Implementation Details

• Fusion: The normalization and quantization are fused into a single kernel. The estimated $\tilde{\rho}$ is used to rescale the input before computing the block scales and quantized values.
• Gradient Handling: To maintain training stability, the authors use a straight-through estimator for gradients. They cache the high-precision input and the estimated inverse RMS to compute gradients in high precision, avoiding the need to requantize intermediate gradients.
• Gain Parameter ($\gamma$): In standard RMSNorm, a learnable gain is applied element-wise. In MXNorm, to avoid complex broadcasting in quantized formats, the gain is fused into the subsequent linear layer's weights ($W_{\gamma} = W \cdot \gamma$).

3. Key Contributions

1. Algorithmic Innovation: Introduced MXNorm, which reduces the reduction size for normalization by 32x (by operating on block scales rather than individual elements) and fuses two distinct operations (Norm + Cast) into one.
2. Theoretical Proof: Provided a theorem proving that the generalized $p$-mean of block absolute maxima converges to the true RMS up to a multiplicative constant, validating the approximation.
3. Stability Analysis: Identified that the upper bound of the normalized output is critical for training stability.
   • RMSNorm bounds output by $\sqrt{D}$ (hidden dimension).
   • MXNorm($p=2$) bounds output by $\approx \sqrt{K}$ (number of blocks).
   • MXNorm($p=1$) has a much looser bound ($O(K)$), leading to instability.
4. Hardware Efficiency: Demonstrated practical speedups on commercial hardware (NVIDIA GB200) using standard software tools (torch.compile).

4. Experimental Results

The method was validated on Llama 3 models ranging from 125M to 8B parameters, pre-trained on the SlimPajama dataset.

• Training Stability & Accuracy:

  • Small Scale (125M, 1B): Both MXNorm variants ($p=1$ and $p=2$) showed minimal loss in accuracy compared to the baseline.
  • Large Scale (8B):
    • MXNorm ($p=1$): Failed to scale. It suffered from catastrophic loss spikes due to the loose output bounds allowing outlier features to explode.
    • MXNorm ($p=2$): Successfully matched the training loss (2.126 vs 2.132 baseline) and zero-shot performance of the RMSNorm baseline.
  • Conclusion: Using the quadratic mean ($p=2$) is essential for stability in large models as it provides tighter bounds on extreme values, similar to standard RMSNorm.
+===+
§ TASKS TO CARRY OUT
1 - Answer these questions from the MXNorm passage:
(a) In MXNorm, what is the gain parameter fused into?
(b) By what factor does MXNorm reduce the reduction size for normalization?
(c) At the 8B scale, what training loss did MXNorm ($p=2$) reach, and what was the baseline's loss?
2 - Reproduce the MXNorm passage word for word from "The method was" to "to the baseline.".

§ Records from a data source
+===+
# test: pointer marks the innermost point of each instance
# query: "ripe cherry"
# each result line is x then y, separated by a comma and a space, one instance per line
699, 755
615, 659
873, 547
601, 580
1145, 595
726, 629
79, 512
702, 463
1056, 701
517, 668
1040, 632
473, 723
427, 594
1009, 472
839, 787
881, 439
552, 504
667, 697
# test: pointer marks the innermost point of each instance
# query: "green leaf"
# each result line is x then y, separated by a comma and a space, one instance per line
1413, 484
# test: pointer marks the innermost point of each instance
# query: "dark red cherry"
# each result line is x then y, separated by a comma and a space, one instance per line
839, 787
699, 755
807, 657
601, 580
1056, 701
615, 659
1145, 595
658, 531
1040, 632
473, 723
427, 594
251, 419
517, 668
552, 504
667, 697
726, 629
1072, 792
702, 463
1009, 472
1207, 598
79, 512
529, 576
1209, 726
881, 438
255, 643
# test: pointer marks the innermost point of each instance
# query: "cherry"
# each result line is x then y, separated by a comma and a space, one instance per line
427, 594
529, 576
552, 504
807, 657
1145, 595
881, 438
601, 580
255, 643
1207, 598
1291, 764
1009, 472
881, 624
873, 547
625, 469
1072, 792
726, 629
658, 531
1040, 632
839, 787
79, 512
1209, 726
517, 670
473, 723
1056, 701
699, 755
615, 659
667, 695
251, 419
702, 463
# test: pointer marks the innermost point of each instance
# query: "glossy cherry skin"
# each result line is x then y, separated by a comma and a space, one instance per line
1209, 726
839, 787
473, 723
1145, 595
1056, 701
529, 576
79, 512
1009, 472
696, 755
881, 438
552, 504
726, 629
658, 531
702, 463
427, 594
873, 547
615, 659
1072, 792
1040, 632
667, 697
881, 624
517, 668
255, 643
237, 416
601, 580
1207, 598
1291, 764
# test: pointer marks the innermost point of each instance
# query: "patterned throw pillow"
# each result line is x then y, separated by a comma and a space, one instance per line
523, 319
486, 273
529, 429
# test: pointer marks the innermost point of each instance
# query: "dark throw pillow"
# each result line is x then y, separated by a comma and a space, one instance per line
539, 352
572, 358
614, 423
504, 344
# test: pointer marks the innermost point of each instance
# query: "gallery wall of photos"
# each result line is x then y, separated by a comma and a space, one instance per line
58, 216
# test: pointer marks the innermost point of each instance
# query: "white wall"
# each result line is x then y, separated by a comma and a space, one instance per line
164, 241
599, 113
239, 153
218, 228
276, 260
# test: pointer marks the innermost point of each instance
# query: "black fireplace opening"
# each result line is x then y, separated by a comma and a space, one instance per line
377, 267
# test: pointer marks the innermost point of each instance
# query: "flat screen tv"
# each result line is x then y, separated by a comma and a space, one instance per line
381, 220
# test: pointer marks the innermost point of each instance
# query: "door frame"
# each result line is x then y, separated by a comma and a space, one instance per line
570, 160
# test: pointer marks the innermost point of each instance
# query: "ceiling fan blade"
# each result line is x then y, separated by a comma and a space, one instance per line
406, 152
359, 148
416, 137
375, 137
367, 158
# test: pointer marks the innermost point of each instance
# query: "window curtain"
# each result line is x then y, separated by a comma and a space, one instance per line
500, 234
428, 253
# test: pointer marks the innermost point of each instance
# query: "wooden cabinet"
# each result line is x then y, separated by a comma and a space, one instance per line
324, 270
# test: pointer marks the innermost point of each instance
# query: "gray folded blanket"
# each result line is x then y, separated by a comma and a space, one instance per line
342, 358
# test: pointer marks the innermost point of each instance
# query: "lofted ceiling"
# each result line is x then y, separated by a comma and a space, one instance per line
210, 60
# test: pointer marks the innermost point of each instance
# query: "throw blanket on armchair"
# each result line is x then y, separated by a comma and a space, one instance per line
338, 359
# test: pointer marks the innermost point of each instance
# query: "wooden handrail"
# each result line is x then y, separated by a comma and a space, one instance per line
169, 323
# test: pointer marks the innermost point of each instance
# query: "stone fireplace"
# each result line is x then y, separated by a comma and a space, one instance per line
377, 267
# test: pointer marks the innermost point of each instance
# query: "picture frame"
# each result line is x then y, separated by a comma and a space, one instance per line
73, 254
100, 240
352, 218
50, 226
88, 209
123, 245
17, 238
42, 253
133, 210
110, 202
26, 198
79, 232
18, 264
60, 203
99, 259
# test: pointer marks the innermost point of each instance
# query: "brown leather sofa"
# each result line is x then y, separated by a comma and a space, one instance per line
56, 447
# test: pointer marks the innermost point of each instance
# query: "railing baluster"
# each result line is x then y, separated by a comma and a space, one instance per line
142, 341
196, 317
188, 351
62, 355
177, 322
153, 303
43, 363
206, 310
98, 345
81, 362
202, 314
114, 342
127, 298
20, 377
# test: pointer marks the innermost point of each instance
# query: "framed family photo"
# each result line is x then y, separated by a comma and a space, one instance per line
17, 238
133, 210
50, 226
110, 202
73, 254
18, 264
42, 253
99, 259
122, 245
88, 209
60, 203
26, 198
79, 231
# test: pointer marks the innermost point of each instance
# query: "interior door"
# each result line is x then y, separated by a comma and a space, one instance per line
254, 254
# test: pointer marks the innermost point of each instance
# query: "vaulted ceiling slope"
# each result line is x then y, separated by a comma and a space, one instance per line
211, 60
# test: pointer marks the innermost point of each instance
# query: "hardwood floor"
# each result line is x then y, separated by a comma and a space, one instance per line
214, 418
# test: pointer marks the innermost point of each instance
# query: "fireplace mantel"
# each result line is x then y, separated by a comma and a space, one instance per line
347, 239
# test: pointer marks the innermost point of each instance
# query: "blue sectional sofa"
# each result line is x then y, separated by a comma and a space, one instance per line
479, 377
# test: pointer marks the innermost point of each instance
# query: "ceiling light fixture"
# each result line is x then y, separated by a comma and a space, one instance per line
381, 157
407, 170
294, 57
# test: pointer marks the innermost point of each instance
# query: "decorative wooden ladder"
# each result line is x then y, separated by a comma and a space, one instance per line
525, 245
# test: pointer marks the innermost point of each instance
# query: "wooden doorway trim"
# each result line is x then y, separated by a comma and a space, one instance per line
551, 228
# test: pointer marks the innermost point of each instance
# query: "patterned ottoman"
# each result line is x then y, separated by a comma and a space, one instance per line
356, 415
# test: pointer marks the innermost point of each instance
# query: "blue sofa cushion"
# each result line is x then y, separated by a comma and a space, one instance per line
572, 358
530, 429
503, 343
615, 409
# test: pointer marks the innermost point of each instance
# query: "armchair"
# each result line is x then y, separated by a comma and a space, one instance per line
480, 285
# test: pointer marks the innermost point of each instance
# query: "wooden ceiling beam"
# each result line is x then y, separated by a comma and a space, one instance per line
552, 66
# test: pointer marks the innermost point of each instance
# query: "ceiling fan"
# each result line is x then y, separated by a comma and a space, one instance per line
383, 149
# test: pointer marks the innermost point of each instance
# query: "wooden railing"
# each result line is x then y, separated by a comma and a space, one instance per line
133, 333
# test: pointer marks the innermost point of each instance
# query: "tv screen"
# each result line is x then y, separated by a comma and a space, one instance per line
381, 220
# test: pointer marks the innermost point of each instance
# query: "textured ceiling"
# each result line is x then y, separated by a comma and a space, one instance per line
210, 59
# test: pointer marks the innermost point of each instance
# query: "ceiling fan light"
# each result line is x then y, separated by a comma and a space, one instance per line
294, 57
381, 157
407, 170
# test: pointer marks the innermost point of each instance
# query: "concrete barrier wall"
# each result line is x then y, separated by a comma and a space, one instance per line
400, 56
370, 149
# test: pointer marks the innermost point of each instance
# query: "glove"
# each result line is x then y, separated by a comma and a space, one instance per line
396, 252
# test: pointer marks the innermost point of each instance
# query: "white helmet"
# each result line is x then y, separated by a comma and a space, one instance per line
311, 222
+===+
§ SOLVED PROBLEMS
1 -
(a) The subsequent linear layer's weights ($W_{\gamma} = W \cdot \gamma$).
(b) 32x.
(c) 2.126, compared with 2.132 for the baseline.

2 -
The method was validated on Llama 3 models ranging from 125M to 8B parameters, pre-trained on the SlimPajama dataset.

• Training Stability & Accuracy:

  • Small Scale (125M, 1B): Both MXNorm variants ($p=1$ and $p=2$) showed minimal loss in accuracy compared to the baseline.